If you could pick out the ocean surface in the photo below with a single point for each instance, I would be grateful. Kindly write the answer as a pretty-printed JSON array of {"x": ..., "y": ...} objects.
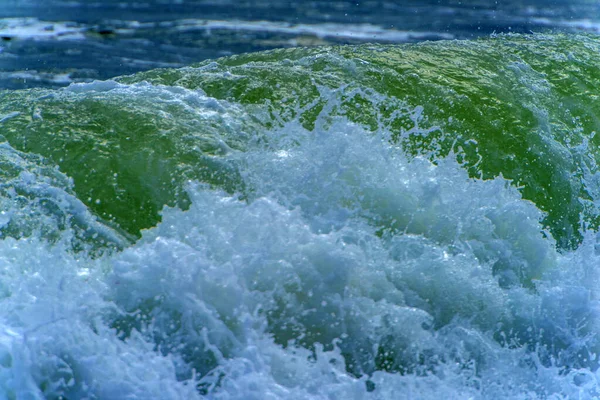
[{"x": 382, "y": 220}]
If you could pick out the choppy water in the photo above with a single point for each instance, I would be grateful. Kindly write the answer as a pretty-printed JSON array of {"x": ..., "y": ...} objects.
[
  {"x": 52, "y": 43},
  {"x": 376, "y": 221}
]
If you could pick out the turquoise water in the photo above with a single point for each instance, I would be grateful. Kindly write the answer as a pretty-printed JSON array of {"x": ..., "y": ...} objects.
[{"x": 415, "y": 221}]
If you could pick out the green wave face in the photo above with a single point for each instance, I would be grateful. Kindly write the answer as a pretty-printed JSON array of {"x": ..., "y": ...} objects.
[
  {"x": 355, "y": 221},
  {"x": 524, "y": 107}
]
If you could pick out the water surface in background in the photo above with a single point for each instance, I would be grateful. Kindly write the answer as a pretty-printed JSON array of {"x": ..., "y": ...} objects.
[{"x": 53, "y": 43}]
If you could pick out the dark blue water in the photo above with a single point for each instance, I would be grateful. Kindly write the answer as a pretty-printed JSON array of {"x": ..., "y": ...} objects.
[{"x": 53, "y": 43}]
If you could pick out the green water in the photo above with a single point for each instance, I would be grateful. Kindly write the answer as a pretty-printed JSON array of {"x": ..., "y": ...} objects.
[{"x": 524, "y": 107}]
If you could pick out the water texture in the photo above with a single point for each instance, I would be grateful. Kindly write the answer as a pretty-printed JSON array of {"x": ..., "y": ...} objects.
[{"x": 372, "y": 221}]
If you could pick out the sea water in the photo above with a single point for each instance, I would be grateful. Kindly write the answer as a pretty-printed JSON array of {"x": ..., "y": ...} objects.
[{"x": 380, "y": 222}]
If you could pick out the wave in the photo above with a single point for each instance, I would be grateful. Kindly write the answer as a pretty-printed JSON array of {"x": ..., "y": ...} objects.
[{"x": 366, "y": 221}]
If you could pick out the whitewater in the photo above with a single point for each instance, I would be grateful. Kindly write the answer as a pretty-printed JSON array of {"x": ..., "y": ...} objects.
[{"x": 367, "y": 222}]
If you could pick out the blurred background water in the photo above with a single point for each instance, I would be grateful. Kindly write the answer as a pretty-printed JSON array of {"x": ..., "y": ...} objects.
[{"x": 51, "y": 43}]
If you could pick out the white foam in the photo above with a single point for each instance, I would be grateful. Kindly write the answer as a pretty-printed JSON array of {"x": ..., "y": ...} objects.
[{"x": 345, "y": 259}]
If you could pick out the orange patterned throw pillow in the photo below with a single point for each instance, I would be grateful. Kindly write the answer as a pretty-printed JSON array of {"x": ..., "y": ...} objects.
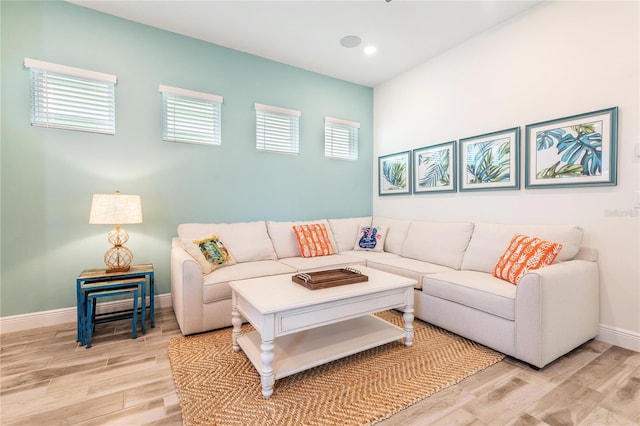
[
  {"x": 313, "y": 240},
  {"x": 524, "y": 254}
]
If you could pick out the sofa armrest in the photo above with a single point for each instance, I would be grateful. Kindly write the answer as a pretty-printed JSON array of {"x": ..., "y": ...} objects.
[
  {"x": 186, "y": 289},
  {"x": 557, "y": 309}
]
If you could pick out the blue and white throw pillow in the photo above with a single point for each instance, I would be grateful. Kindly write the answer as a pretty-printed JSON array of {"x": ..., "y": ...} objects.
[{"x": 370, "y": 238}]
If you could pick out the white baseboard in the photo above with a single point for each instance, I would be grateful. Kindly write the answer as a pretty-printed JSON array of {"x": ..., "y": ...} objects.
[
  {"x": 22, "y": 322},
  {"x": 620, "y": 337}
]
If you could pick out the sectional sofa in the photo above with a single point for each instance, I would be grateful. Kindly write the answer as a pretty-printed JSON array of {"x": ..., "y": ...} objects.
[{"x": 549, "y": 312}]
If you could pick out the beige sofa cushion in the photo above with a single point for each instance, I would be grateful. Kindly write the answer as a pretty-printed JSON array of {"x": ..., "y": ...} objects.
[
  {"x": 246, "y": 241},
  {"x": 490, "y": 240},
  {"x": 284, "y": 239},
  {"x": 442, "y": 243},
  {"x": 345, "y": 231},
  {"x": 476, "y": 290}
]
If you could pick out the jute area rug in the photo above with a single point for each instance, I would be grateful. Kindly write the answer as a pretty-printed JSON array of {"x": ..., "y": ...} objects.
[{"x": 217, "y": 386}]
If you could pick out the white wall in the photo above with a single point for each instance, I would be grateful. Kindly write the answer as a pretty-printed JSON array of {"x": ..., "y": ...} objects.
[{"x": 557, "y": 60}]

**TASK DESCRIPTION:**
Retype, character for character, the lines between the line holding "If you could pick out the sofa" and the final line above, inclusive.

**ANSWER TO THE EXERCISE:**
If you could pick out the sofa armrest in the photo above with a single point for each instance, I would be grateful. Kindly write the answer as a pretty-printed JSON array of {"x": ..., "y": ...} objects.
[
  {"x": 186, "y": 289},
  {"x": 557, "y": 309}
]
If you could pick out the blue and white throw pillow in the photo above with a single point for each instance, I would be grateful. Kindly write the answer as a pretty-printed JSON array of {"x": ..., "y": ...} objects.
[{"x": 370, "y": 238}]
If you could pick out the white baseboard in the photo above with a single point for each instance, I would be grateful. Kindly write the answer as a pretty-printed JSON array of {"x": ..., "y": ...} objects.
[
  {"x": 22, "y": 322},
  {"x": 620, "y": 337}
]
If you could pick out the sectional sofa in the photo above with a single point for each instance, I would be grateful. Kindly write the answer as a pretty-printed JSON array of {"x": ..., "y": ...} objects.
[{"x": 549, "y": 312}]
If you could pick out the beige sofa cushion in the photo above with a single point for each instance, I would be grateful. Kindly write the answer as a pretty-printed JSON array of {"x": ..., "y": ...} objects.
[
  {"x": 246, "y": 241},
  {"x": 490, "y": 240},
  {"x": 284, "y": 239},
  {"x": 442, "y": 243},
  {"x": 345, "y": 231},
  {"x": 476, "y": 290}
]
If you could pick out the jute area rug in the photo above with a single point for each instance, I would be grateful. Kindly write the answer as a pretty-printed JSON array of {"x": ..., "y": ...} objects.
[{"x": 217, "y": 386}]
If you could pick out the white wall in the photo above with a single point for each instance, I would be grateful. Kindly write the answer as a pretty-printed JSON array of {"x": ..., "y": ...} objects.
[{"x": 557, "y": 60}]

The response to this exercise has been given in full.